Given request:
Please set out every line of the rows below as a Markdown table with two columns, No for the line's number and Line for its text. Skip blank lines and leave the pictures out.

Data provided:
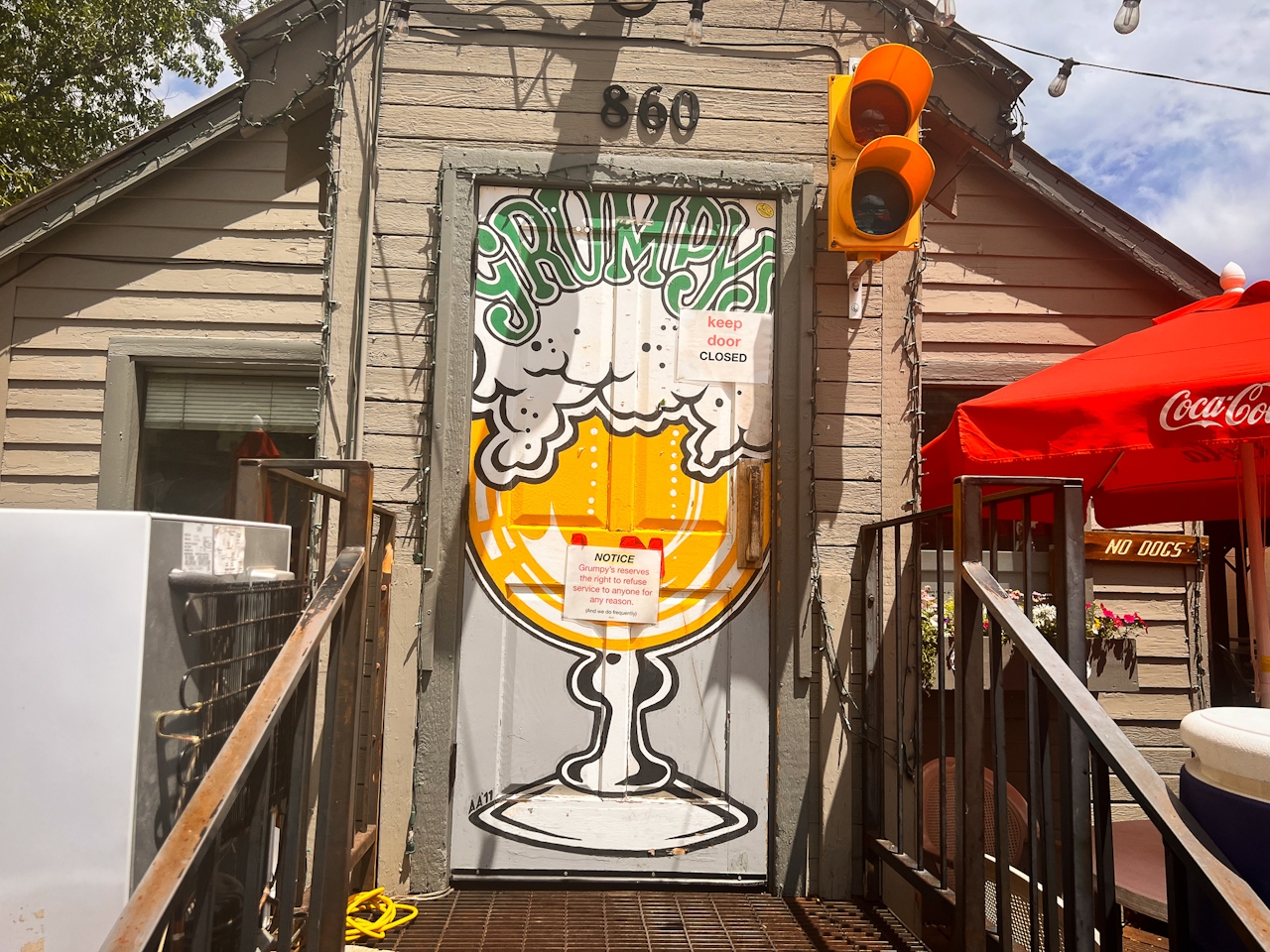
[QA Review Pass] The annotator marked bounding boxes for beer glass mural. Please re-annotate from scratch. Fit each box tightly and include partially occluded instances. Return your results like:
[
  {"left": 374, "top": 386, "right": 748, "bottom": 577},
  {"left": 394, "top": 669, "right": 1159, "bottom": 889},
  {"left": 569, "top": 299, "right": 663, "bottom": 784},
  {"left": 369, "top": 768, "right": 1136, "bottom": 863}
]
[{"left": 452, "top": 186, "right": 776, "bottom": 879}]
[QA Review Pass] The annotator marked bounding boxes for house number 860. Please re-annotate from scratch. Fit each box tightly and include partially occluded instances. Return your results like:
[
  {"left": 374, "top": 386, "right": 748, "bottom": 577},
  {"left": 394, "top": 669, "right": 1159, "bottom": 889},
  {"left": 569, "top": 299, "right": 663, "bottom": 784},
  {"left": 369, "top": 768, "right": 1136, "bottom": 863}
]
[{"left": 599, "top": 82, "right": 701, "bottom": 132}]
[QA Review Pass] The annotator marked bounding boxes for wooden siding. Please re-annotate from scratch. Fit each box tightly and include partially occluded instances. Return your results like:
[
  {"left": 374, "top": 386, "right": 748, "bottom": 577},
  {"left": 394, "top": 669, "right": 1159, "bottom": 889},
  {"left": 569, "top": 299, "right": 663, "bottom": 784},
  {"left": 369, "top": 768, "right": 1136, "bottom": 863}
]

Answer to the task:
| No | Line |
|---|---|
| 1 | [QA Review Pass] The annotator marked bounding boxes for beer glass mural. Please re-annotate from scratch. Fit each box tightly and include partially occluded instances. Return your results like: |
| 2 | [ |
| 3 |   {"left": 374, "top": 386, "right": 748, "bottom": 577}, |
| 4 |   {"left": 394, "top": 669, "right": 1159, "bottom": 889}, |
| 5 |   {"left": 569, "top": 299, "right": 663, "bottom": 784}, |
| 6 |   {"left": 369, "top": 768, "right": 1136, "bottom": 863} |
| 7 | ] |
| 8 | [{"left": 452, "top": 186, "right": 776, "bottom": 879}] |
| 9 | [QA Review Pass] The annotator marked bounding boxes for house number 860. Please re-annotate from scratch. Fit each box tightly and include partially occluded instances. Return your results like: |
| 10 | [ |
| 11 |   {"left": 374, "top": 386, "right": 748, "bottom": 577}, |
| 12 |   {"left": 394, "top": 669, "right": 1159, "bottom": 889}, |
| 13 |   {"left": 569, "top": 299, "right": 663, "bottom": 784}, |
| 14 |   {"left": 369, "top": 768, "right": 1136, "bottom": 863} |
| 15 | ] |
| 16 | [{"left": 599, "top": 82, "right": 701, "bottom": 132}] |
| 17 | [QA Review Pass] The annotator marked bounding boxes for wooden siding. Please re-annotate from scratch. Fit each box tightly and include partially occluded instances. Return your results like: |
| 18 | [ |
| 19 |   {"left": 374, "top": 386, "right": 748, "bottom": 577}, |
| 20 |   {"left": 394, "top": 669, "right": 1159, "bottom": 889}, |
| 21 |   {"left": 569, "top": 299, "right": 663, "bottom": 784}, |
| 22 |   {"left": 369, "top": 768, "right": 1136, "bottom": 863} |
| 23 | ] |